SOAL :: Tuliskan lanjutan artikel tentang niat memondokkan anak ke pesantren, dimulai setelah kalimat terakhirnya.

• Tentang Kami
  • Kontak Kami
  • Disclaimer
  • Privacy Policy
  • Pedoman Media Siber
Siginews.com
  • Home
  • Indepth
  • Pemerintahan
  • Politik
  • Ekbis
  • Sport
  • Lifestyle
  • Daerah
  • Indeks
Siginews.comSiginews.com
  • Home
  • Indepth
  • Pemerintahan
  • Politik
  • Ekbis
  • Sport
  • Lifestyle
  • Daerah
  • Indeks
Search
  • Rubrikasi
    • Nasional
    • Pemerintahan
    • Politik
    • Ekbis
    • Hukrim
    • Hankam
    • Lifestyle
    • Jawa Timur
Have an existing account? Sign In
© 2024 - Siginews.com
Jawa Timur

‘Lillāhi Ta‘ālā’: Mengantar Anak ke Tanah Penempa Jiwa dan Akhlak

Reporter : Redaksi Selasa, 22 Juli 2025
Abdurrahman Wahid (Foto: dok.abdurrahmanwahid)
SHARE

siginews – Niat insun memondokkan anak, lillāhi ta‘ālā. Sebuah niat yang terasa begitu sederhana, namun sarat makna. Ia tak terucap lantang atau diperdengarkan lewat pengeras suara, melainkan bersemayam tulus di relung hati setiap orang tua yang melepas buah hatinya ke pesantren.

Ada keikhlasan yang mengalir tenang di sana, sebuah niat yang tak riuh tapi tajam; tak terlihat, tapi menuntun langkah—seperti angin subuh yang perlahan namun pasti menggoyangkan dedaunan, menandai hadirnya pagi yang baru.

DATA TERSEDIA ::
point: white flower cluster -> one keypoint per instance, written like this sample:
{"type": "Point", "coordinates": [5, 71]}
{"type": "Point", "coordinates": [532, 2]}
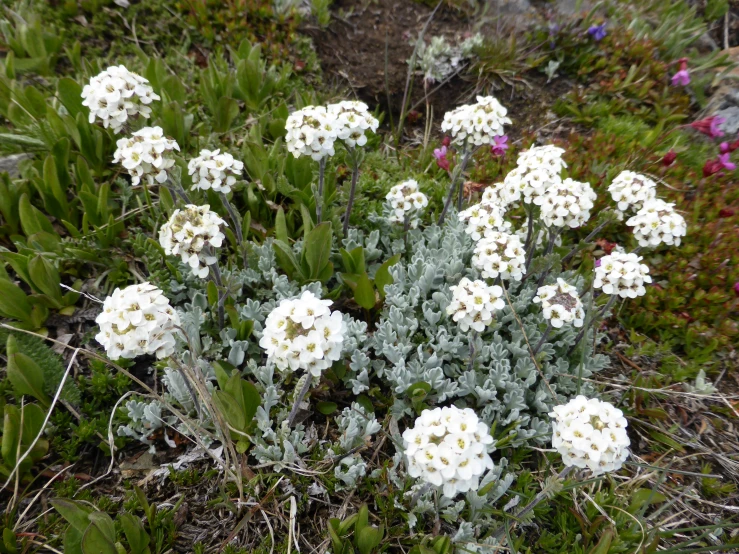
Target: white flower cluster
{"type": "Point", "coordinates": [313, 130]}
{"type": "Point", "coordinates": [147, 154]}
{"type": "Point", "coordinates": [405, 200]}
{"type": "Point", "coordinates": [476, 124]}
{"type": "Point", "coordinates": [622, 274]}
{"type": "Point", "coordinates": [590, 433]}
{"type": "Point", "coordinates": [354, 120]}
{"type": "Point", "coordinates": [630, 190]}
{"type": "Point", "coordinates": [566, 204]}
{"type": "Point", "coordinates": [135, 321]}
{"type": "Point", "coordinates": [447, 447]}
{"type": "Point", "coordinates": [560, 304]}
{"type": "Point", "coordinates": [117, 94]}
{"type": "Point", "coordinates": [302, 333]}
{"type": "Point", "coordinates": [538, 170]}
{"type": "Point", "coordinates": [500, 254]}
{"type": "Point", "coordinates": [657, 222]}
{"type": "Point", "coordinates": [213, 170]}
{"type": "Point", "coordinates": [483, 219]}
{"type": "Point", "coordinates": [474, 304]}
{"type": "Point", "coordinates": [187, 234]}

HASIL LATIHAN ::
Ini bukan sekadar mengikuti arus. Bukan pula soal ketidakmampuan untuk memilih jalur lain, melainkan sebuah pilihan hati akan pendidikan yang tak sekadar mengisi pikiran, tapi juga menanamkan jiwa, membentuk karakter, dan mengukir akhlak.

Sebuah keputusan yang bersandar pada keyakinan yang mungkin tak bisa sepenuhnya dijelaskan dengan akal sehat, bahwa pesantren adalah ladang tempat menanam manusia dengan keteladanan—tempat di mana nilai-nilai luhur dipupuk dan kematangan jiwa ditempa.

Sebuah Perpisahan, Sebuah Cermin Waktu

Pagi itu, kami sekeluarga mengantar anak perempuan pertama ke pesantren. Bukan pesantren besar di luar kota, lokasinya bahkan tak jauh dari rumah. Namun tetap saja, ada rasa yang tak biasa.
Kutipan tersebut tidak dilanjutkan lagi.